__Source material__:
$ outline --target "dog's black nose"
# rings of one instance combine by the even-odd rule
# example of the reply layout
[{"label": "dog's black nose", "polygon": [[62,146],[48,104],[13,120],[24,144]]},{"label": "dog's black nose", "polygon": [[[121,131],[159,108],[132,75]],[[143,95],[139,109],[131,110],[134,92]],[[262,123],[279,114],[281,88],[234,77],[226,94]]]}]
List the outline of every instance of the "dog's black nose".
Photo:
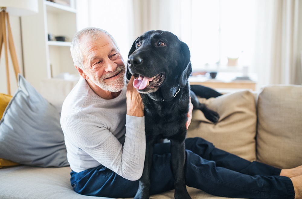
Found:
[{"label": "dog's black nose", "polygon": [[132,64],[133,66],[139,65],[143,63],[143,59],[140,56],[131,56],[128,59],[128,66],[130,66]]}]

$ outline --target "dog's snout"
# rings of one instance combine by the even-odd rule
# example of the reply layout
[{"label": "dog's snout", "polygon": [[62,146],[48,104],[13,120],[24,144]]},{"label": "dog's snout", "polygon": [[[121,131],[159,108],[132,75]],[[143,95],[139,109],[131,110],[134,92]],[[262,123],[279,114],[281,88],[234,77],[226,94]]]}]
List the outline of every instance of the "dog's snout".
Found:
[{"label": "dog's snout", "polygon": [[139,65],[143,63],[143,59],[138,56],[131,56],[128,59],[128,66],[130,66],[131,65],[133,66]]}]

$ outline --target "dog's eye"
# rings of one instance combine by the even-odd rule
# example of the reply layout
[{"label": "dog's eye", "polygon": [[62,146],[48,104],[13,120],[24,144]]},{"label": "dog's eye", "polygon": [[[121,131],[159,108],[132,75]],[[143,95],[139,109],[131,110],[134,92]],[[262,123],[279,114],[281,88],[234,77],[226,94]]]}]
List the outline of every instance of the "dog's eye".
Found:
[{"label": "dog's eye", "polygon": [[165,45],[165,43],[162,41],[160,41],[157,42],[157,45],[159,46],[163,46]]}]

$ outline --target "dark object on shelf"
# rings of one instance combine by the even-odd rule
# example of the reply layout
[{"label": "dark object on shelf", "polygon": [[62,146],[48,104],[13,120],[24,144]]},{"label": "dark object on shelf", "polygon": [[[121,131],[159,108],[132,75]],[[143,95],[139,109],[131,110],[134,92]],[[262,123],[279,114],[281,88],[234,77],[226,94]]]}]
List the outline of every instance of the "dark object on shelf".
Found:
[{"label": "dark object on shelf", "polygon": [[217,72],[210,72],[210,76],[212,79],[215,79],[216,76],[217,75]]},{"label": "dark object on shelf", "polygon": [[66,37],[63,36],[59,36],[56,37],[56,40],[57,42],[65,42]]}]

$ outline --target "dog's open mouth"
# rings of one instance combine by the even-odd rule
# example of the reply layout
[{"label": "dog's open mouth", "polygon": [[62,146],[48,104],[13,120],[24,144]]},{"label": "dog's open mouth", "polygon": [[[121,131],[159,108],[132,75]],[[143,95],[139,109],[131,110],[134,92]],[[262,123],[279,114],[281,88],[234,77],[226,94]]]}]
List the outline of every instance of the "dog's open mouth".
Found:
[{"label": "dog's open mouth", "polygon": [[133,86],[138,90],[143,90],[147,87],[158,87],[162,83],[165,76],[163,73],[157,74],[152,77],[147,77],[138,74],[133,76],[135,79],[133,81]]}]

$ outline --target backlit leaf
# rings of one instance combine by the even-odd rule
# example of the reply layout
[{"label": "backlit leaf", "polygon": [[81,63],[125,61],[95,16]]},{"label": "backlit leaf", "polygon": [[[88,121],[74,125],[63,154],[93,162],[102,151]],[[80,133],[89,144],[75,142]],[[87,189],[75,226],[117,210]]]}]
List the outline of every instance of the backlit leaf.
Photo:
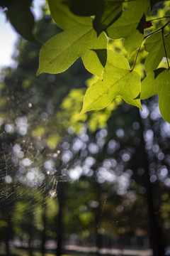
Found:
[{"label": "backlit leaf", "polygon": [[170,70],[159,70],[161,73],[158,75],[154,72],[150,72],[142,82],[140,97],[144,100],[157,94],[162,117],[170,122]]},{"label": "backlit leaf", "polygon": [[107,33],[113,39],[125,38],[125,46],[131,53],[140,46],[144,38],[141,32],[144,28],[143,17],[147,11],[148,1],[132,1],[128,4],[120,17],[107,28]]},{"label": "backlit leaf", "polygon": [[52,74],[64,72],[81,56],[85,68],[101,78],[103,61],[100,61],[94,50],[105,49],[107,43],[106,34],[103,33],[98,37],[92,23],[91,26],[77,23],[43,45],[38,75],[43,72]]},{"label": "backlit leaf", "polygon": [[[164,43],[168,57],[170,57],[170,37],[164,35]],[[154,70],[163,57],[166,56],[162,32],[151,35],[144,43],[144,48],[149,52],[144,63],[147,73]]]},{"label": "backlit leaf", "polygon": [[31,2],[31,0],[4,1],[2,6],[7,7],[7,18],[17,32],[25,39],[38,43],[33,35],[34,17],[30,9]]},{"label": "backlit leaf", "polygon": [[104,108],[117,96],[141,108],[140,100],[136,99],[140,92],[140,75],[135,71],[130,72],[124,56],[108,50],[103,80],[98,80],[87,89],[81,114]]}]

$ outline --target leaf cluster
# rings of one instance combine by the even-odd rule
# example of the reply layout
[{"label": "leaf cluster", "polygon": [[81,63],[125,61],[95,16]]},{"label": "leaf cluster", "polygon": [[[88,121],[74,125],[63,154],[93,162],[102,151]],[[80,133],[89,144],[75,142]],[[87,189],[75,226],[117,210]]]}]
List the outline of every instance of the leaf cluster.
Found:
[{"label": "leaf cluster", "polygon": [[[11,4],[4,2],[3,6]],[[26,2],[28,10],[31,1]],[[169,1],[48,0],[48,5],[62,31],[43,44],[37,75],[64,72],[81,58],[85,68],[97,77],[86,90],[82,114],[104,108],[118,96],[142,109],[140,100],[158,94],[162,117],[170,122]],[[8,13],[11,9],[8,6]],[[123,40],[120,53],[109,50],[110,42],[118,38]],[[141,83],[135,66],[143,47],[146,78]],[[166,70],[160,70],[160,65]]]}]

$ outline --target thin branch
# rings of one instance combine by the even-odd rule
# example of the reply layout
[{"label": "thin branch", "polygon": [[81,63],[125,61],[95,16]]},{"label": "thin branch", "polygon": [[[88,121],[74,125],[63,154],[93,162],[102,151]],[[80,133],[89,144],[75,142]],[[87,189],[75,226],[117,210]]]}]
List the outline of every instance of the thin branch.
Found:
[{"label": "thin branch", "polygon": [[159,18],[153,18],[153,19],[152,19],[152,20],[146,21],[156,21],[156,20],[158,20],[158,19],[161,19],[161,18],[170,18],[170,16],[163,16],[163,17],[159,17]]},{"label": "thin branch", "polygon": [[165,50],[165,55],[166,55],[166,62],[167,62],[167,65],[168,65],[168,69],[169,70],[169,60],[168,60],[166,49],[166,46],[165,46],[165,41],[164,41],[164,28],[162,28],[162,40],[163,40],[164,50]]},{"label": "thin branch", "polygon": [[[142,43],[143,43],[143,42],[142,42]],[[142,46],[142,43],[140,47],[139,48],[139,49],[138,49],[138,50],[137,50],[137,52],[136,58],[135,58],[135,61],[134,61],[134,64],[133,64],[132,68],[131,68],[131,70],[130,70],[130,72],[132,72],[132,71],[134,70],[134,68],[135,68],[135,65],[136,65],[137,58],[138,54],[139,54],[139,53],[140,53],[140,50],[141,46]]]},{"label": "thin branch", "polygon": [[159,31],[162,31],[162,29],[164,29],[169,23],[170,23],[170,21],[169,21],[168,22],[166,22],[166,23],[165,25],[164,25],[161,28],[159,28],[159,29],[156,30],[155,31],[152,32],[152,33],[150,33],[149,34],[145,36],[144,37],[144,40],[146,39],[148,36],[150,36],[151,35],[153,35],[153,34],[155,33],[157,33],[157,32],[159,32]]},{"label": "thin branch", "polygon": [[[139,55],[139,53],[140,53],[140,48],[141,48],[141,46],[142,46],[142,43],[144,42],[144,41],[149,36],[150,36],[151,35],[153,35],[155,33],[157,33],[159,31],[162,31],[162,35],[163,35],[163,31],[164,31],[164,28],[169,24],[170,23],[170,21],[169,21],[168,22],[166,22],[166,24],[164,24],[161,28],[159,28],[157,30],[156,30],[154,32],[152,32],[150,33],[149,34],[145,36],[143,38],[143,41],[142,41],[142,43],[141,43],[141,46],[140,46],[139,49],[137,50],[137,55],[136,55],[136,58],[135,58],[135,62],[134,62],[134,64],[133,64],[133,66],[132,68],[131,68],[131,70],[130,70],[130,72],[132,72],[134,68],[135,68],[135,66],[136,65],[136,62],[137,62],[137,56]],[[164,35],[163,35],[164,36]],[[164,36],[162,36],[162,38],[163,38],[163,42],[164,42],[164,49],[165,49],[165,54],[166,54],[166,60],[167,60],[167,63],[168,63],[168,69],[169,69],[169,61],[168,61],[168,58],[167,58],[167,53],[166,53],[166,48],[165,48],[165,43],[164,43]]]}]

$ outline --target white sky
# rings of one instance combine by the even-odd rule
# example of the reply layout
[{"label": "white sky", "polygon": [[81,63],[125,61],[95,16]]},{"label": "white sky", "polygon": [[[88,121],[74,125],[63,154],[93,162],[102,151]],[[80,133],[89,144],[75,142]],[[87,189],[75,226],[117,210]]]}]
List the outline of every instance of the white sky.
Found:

__Exercise description__: Tally the lines in the rows above that contain the string "white" and output only the count.

__Complete response__: 3